Point-per-instance localization data:
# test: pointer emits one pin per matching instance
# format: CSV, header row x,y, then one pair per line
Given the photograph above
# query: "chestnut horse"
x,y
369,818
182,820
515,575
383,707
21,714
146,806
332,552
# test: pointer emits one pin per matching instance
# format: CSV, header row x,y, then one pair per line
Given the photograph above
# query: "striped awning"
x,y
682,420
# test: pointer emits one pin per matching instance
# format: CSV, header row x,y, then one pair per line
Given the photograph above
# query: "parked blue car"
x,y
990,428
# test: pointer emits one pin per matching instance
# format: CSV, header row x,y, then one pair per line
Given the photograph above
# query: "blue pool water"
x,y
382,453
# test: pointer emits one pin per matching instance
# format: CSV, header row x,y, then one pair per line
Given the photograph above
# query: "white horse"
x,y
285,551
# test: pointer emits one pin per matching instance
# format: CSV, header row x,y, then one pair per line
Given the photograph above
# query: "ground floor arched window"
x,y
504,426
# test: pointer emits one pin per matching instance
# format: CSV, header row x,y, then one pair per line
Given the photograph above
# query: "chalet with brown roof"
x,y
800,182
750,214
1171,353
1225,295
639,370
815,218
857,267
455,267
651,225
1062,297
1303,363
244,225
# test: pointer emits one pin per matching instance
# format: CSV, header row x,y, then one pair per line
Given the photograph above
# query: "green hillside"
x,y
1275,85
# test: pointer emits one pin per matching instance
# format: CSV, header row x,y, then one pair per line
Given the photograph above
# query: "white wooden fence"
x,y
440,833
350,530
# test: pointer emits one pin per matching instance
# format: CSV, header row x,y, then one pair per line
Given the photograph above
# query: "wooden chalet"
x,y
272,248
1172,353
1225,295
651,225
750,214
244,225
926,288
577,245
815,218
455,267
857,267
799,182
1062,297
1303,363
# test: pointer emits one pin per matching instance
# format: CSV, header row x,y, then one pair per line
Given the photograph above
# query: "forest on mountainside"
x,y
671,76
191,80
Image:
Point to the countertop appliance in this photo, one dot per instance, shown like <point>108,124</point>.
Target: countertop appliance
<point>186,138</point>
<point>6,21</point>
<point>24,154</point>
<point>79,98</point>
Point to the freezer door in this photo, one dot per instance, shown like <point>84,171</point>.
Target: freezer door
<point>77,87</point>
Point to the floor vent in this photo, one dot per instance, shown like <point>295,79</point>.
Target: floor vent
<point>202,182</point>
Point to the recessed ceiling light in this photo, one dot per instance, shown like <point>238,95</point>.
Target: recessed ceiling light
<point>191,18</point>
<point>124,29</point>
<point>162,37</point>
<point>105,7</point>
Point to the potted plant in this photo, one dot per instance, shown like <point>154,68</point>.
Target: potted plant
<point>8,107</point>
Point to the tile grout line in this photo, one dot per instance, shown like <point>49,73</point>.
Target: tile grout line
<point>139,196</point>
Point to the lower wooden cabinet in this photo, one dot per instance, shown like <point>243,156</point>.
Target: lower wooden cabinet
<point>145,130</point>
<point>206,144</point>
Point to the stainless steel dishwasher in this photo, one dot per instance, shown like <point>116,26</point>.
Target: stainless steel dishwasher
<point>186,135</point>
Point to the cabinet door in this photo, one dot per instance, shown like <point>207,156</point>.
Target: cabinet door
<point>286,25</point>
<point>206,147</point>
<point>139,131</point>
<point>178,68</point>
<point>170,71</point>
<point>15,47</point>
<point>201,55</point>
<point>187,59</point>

→ **WHAT NEEDS TO BE DONE**
Repeat the data. Leave nothing out and change nothing.

→ **YOUR SOLUTION**
# test: pointer emits one pin per matching instance
# format: CSV, header row x,y, then one pair per line
Given the photograph above
# query: "chestnut horse"
x,y
369,818
182,820
515,575
383,707
21,714
146,806
332,552
# test: pointer emits one pin per matching instance
# format: CSV, header row x,y, then one pair per line
Given the photograph above
# query: "striped awning"
x,y
682,420
# test: pointer emits one pin per matching instance
# format: CSV, header row x,y, then one pair per line
Given the photograph above
# query: "parked blue car"
x,y
990,428
# test: pointer emits one pin per matching instance
# format: CSV, header row x,y, then one pair per line
Given the photograph above
# query: "blue pool water"
x,y
382,453
# test: pointer emits one pin per matching instance
# format: CSV, header row x,y, then one pair per line
Given the photograph above
# query: "white horse"
x,y
285,551
# test: pointer emits one pin per matching instance
# format: CSV, header row x,y, then one pair per line
Given the photograph above
# query: "ground floor arched window"
x,y
504,426
# test: pointer emits one pin per matching instance
# format: CSV, header row x,y, then one pair per line
Given the photograph above
# query: "chalet with brown roof"
x,y
800,182
750,214
1171,353
1225,295
639,370
815,218
857,267
455,267
651,225
1062,297
1303,363
244,225
# test: pointer emits one pin per matching instance
# format: CSV, header row x,y, then one pair per line
Given the photograph above
# query: "green hillside"
x,y
1275,85
# test: pointer emits one pin per matching instance
# format: CSV, header row x,y, then one pair per line
Given the photograph above
# query: "white wooden fence"
x,y
440,833
350,530
# test: pointer emits one pin per matching instance
# format: CSV, header row x,y, then one pair per line
Given the photograph above
# query: "wooden chalet"
x,y
272,248
1172,353
1225,295
651,225
750,214
244,225
926,288
577,245
815,218
455,267
857,267
799,182
1062,297
1303,363
# test: pointer emits one pin per matching instance
# format: CSV, header row x,y, then one pair per line
Given the photograph above
# query: "forest on mountainside"
x,y
671,76
191,80
Image:
Point to the countertop appliance in this photo, one dot per instance, shown like <point>108,124</point>.
Target: countertop appliance
<point>186,138</point>
<point>6,21</point>
<point>24,154</point>
<point>79,98</point>
Point to the freezer door in this photo, one dot per instance, shown like <point>84,171</point>.
Target: freezer door
<point>77,87</point>
Point to the floor vent in this photo, one dot per instance, shown like <point>295,79</point>.
Target: floor vent
<point>202,182</point>
Point to the recessed ceiling light in this photo, one dot per instance, shown like <point>238,95</point>.
Target: recessed ceiling light
<point>191,18</point>
<point>124,29</point>
<point>162,37</point>
<point>105,7</point>
Point to the potted plant in this photo, one dot per instance, shown like <point>154,68</point>.
Target: potted plant
<point>8,107</point>
Point to the tile grout line in this photo, one dot per instance, shown like <point>49,73</point>.
Target: tile grout line
<point>139,196</point>
Point to the lower wooden cabinet in this photo, one dot per instance, shown like <point>243,156</point>.
Target: lower wooden cabinet
<point>145,130</point>
<point>206,144</point>
Point to the stainless steel dishwasher in this photo, one dot per instance, shown like <point>116,26</point>.
Target: stainless steel dishwasher
<point>186,135</point>
Point to the cabinet door in this photo, one dot per instance, shown like <point>207,156</point>.
Target: cabinet door
<point>286,25</point>
<point>206,147</point>
<point>139,131</point>
<point>178,68</point>
<point>170,71</point>
<point>15,47</point>
<point>201,55</point>
<point>187,59</point>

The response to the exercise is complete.